Task objective
Could you repeat exactly the lines from the one containing "the white kitchen" through the last line of the records, with no pictures?

(Provided data begins)

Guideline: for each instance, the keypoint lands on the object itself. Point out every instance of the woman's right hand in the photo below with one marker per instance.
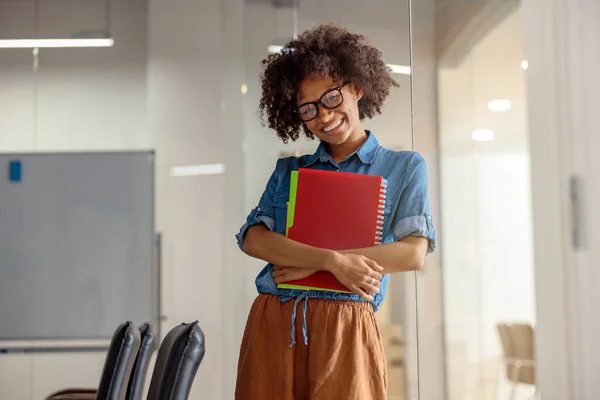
(358, 273)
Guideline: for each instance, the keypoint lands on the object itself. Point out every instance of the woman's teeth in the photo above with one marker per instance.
(333, 126)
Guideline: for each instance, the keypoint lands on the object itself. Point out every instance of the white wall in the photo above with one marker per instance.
(80, 99)
(72, 102)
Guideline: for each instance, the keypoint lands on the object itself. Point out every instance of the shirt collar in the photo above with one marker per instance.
(366, 152)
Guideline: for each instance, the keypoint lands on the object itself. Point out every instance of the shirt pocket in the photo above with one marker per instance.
(280, 205)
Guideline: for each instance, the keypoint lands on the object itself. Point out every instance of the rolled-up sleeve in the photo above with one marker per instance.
(264, 213)
(413, 217)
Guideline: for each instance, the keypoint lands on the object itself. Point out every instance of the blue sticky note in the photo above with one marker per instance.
(15, 171)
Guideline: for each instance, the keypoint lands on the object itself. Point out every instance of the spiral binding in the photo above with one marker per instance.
(380, 221)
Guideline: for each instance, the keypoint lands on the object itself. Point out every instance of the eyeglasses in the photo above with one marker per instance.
(331, 99)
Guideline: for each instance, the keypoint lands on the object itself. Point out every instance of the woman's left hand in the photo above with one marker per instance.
(284, 274)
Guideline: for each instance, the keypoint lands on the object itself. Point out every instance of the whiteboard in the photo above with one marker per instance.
(76, 244)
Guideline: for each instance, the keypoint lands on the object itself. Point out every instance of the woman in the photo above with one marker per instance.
(325, 83)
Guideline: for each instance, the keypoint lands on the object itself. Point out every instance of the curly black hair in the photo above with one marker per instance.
(329, 51)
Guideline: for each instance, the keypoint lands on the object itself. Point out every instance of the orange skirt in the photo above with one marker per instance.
(343, 357)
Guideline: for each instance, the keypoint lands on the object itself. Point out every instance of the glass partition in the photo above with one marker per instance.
(485, 191)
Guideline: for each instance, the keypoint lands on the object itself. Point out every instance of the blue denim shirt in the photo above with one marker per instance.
(406, 211)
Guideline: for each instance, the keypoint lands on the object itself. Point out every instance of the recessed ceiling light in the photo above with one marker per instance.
(483, 135)
(44, 43)
(499, 105)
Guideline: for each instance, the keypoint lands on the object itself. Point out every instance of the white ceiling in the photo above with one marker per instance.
(492, 70)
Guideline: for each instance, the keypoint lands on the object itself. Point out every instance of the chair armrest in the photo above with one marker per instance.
(74, 394)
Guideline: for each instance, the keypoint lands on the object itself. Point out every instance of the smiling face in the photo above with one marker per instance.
(335, 126)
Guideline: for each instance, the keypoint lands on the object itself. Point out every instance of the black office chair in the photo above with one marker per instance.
(179, 357)
(140, 368)
(118, 365)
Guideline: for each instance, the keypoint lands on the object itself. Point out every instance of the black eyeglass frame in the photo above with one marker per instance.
(316, 103)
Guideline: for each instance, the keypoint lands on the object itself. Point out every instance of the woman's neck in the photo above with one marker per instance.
(341, 151)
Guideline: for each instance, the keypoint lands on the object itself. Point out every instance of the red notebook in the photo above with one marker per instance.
(336, 211)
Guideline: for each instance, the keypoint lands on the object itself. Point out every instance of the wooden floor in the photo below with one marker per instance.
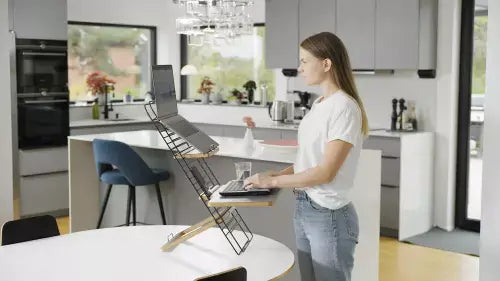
(406, 262)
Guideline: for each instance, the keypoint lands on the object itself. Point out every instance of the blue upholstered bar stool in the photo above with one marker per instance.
(118, 163)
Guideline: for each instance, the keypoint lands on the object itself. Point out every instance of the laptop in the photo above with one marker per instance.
(166, 107)
(236, 188)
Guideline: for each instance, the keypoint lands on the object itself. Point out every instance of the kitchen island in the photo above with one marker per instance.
(183, 207)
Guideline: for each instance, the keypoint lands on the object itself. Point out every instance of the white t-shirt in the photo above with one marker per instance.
(337, 117)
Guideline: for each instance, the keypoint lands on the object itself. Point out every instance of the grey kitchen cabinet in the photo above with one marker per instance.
(44, 194)
(428, 34)
(316, 16)
(397, 34)
(356, 28)
(43, 160)
(36, 19)
(282, 33)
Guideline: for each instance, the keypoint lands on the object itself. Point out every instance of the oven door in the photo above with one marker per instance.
(43, 121)
(42, 70)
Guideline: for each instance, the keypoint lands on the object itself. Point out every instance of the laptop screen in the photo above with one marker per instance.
(164, 90)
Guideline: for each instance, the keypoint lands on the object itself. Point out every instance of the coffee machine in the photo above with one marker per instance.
(303, 106)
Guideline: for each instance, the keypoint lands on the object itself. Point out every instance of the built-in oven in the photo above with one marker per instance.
(42, 93)
(43, 120)
(42, 66)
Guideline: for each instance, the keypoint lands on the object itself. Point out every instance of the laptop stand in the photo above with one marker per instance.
(227, 218)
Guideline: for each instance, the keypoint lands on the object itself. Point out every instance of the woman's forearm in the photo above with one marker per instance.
(307, 178)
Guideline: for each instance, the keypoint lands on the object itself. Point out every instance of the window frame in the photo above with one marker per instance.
(184, 45)
(153, 45)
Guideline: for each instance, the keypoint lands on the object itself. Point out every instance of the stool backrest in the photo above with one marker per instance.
(108, 153)
(236, 274)
(28, 229)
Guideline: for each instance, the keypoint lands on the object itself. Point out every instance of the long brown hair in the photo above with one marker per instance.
(326, 45)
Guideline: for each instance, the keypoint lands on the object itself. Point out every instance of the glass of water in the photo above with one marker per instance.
(243, 170)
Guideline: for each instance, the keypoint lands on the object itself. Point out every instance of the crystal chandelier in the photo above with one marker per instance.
(211, 20)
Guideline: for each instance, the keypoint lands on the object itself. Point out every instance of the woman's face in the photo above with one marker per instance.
(314, 70)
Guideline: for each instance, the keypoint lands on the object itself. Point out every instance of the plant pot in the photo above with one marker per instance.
(205, 98)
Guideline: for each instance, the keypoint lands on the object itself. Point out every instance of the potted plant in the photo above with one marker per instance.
(97, 83)
(250, 87)
(205, 89)
(235, 97)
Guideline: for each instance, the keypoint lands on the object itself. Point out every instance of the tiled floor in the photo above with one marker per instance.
(405, 262)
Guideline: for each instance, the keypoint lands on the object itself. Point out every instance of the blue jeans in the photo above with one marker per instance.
(326, 239)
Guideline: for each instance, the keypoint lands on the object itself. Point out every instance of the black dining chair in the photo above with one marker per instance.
(28, 229)
(235, 274)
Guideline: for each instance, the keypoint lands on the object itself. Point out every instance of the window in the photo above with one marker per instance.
(228, 64)
(123, 53)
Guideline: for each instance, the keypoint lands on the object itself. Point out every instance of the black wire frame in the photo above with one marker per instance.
(227, 219)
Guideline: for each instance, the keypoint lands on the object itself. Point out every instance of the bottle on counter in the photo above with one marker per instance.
(263, 95)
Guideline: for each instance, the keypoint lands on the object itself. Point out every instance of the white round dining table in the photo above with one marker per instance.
(133, 254)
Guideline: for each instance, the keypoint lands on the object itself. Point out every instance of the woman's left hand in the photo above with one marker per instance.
(259, 180)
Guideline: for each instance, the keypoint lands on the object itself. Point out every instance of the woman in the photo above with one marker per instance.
(330, 137)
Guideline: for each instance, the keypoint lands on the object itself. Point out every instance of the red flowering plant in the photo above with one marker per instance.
(206, 86)
(96, 82)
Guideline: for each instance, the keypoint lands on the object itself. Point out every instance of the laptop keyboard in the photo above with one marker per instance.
(235, 186)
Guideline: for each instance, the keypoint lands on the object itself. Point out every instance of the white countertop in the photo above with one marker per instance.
(377, 132)
(102, 122)
(228, 147)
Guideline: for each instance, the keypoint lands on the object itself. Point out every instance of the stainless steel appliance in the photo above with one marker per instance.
(41, 66)
(43, 121)
(42, 93)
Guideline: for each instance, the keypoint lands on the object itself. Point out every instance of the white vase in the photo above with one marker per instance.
(248, 141)
(205, 98)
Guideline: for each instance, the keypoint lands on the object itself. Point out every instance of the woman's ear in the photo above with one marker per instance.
(327, 65)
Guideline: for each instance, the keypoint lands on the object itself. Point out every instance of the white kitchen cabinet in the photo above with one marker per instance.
(37, 19)
(356, 28)
(316, 16)
(44, 194)
(406, 183)
(397, 34)
(282, 33)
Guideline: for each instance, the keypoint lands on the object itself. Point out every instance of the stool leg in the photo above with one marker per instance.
(133, 206)
(101, 215)
(158, 194)
(129, 202)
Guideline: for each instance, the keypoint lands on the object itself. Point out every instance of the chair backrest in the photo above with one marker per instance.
(108, 153)
(235, 274)
(28, 229)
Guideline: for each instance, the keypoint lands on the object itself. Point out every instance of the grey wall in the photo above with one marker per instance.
(490, 220)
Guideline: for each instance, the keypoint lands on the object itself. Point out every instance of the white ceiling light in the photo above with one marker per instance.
(206, 20)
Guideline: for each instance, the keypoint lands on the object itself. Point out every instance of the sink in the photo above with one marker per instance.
(120, 119)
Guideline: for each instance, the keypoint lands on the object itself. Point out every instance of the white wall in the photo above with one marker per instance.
(490, 218)
(6, 146)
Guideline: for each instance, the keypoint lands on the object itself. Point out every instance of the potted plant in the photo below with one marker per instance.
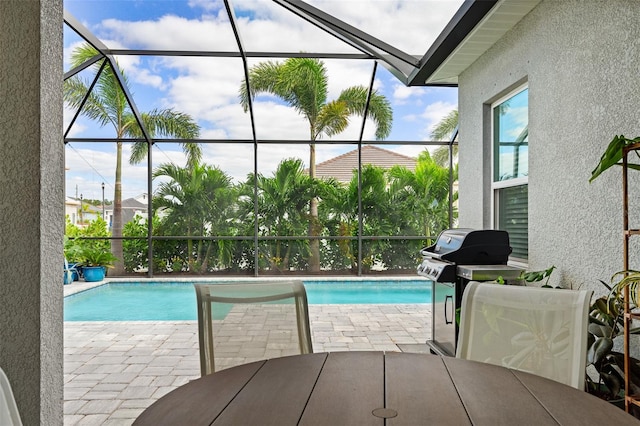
(95, 262)
(613, 155)
(606, 323)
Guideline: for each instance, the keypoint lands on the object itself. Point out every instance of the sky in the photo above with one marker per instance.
(207, 88)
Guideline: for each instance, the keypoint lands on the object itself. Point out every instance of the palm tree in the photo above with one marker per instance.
(108, 105)
(423, 192)
(443, 131)
(283, 202)
(340, 206)
(302, 84)
(199, 200)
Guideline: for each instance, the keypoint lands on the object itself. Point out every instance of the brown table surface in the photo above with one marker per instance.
(346, 388)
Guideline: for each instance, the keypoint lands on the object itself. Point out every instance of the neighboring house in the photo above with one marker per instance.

(Provided data ends)

Your response
Guideline: for each instance, the keypoint lands on the object itself. Point out every instance of the white kitchen cabinet in the photo above with one marker per instance.
(37, 19)
(356, 28)
(316, 16)
(44, 194)
(406, 183)
(397, 34)
(282, 33)
Guideline: for each instance, the keypoint lands on the object itself. Point out every instance of the stool leg in the photo above with one marker per instance.
(133, 206)
(101, 215)
(158, 194)
(129, 202)
Guideline: for each instance, the keypoint lands on the object itself. Point out every instance of the chair backrest in the photo above with one marker per instance.
(108, 153)
(235, 274)
(28, 229)
Guideline: for each instance, the keypoint lands on the object itself. Point out every instance of the grey wall in the photo above with one marker per instance.
(490, 220)
Guideline: for each instance, the keypoint lands on the object itself. Point out every instance of the white ceiling light in the photo above with one marker per instance.
(206, 20)
Guideline: for each instance, the keypoint lands on the object itself. Point out every instance of the sink in the photo above with one marker per instance.
(120, 119)
Guideline: for each instance, the keypoint lands on the object itself. Point out every instance of the white wall in the photo above with one marker per instance.
(490, 218)
(6, 146)
Guideline: for each instance, the keypoint lands on the object itself. Point out every instance of the potted plant in the photo below with one marker per instance.
(95, 262)
(613, 155)
(606, 323)
Guideline: for each instance, the keypoint lands on the object itself. Point out every instance of the sky in the photo above with one marker per instance.
(207, 88)
Guideline: for each instance, the keypoint lands on the object itself. Point out every instance of the palm tree in the photo above with one marker per instance.
(108, 105)
(423, 192)
(443, 131)
(283, 202)
(340, 206)
(302, 84)
(199, 200)
Guideline: for each instance, the keypoint lands on the object itself. Point out every instance of the brown table surface in the photo above with one marker per instance.
(346, 388)
Guideline: for each instance, the keypoint lands on the object itself. Point out every instance of the neighboring house in the photo above with one marker per instance.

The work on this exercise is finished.